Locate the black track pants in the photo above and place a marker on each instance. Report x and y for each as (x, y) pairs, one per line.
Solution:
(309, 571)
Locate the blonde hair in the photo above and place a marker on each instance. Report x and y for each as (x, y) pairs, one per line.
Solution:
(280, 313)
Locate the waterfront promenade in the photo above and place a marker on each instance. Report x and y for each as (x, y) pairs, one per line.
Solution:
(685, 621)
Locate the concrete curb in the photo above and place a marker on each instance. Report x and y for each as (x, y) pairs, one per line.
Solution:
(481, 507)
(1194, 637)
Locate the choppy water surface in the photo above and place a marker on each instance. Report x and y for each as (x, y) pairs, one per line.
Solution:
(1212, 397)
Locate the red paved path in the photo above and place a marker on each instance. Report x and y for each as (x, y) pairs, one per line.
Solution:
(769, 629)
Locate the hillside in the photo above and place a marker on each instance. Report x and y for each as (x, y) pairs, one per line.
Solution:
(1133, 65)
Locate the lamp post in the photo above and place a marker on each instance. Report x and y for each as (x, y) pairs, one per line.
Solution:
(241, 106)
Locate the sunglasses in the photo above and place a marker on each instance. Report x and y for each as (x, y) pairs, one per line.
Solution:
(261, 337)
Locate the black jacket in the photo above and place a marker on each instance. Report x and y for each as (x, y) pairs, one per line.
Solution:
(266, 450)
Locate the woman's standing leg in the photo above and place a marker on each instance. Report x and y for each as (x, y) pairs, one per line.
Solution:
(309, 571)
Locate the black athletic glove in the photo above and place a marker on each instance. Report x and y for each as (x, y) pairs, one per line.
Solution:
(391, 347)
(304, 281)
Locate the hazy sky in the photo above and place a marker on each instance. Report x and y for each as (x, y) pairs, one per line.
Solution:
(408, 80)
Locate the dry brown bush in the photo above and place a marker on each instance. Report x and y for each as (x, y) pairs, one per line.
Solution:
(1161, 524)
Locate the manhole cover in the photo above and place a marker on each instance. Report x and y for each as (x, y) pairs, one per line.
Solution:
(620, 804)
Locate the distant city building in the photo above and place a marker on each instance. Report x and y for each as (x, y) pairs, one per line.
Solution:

**********

All of the records above are to be set down again exactly.

Locate the black track pants in the photo above and place a marker on each instance. Report x and y for each as (x, y) pairs, one per line.
Solution:
(309, 571)
Locate the blonde hair in the photo above and place a marker on each instance. Report x and y for each as (x, y) pairs, one per line.
Solution:
(280, 313)
Locate the waterfront promenade in the photo above and place a marker on each instance. Report x and y for each as (x, y) pairs, one per line.
Solution:
(685, 621)
Locate the concrete curb in the photo above and place a marker on each instance. Report x and y for each as (x, y) pairs, one per line.
Solution:
(481, 507)
(1194, 637)
Locate the choppy water surface in the photo above and place a marker on each instance. Report x and y for each as (x, y) pairs, one per line.
Solution:
(1212, 397)
Locate the red paved path in the photo above and place a marker on each instance. Report x and y for each as (x, y) pairs, one per line.
Solution:
(769, 629)
Locate the hillside in the photo above and place a marker on each instance. Report x and y for each as (x, y) pairs, one per line.
Solution:
(1133, 65)
Locate the lamp post in the photo above and place a marker on each instance. Report x and y for each as (x, y) pairs, one per line.
Solution:
(241, 106)
Locate the sunglasses in the photo above and place a marker on each instance. Report x and y for each as (x, y) pairs, one per line.
Solution:
(261, 337)
Locate the black jacket in the photo above and place a marker on each instance. Report x and y for each as (x, y) pairs, one per line.
Solution:
(266, 450)
Locate the woman's standing leg in the photo above and place a marker on each instance. Report x and y for each as (x, y) pairs, one per line.
Solution:
(309, 571)
Locate the black athletic glove in the photo above and place a marker on each instance. Report x and y for each as (x, y) pairs, one per line.
Solution:
(391, 347)
(304, 281)
Locate the hazy sky in the photo above and place a marker on each instance. Report x and y for each as (x, y) pairs, one per line.
Solution:
(408, 80)
Locate the dry brown bush in the photo above and place a marker on each instance. Report x and y for each as (x, y) pairs, one per line.
Solution:
(1161, 524)
Locate the manhole cover in the photo above and place a marker on each instance. Report x and y for each as (x, y) pairs, one per line.
Solution:
(620, 804)
Locate the distant city building in the photo above and place a marker on each instance. Report x and y for each as (x, y) pairs, one per line.
Solution:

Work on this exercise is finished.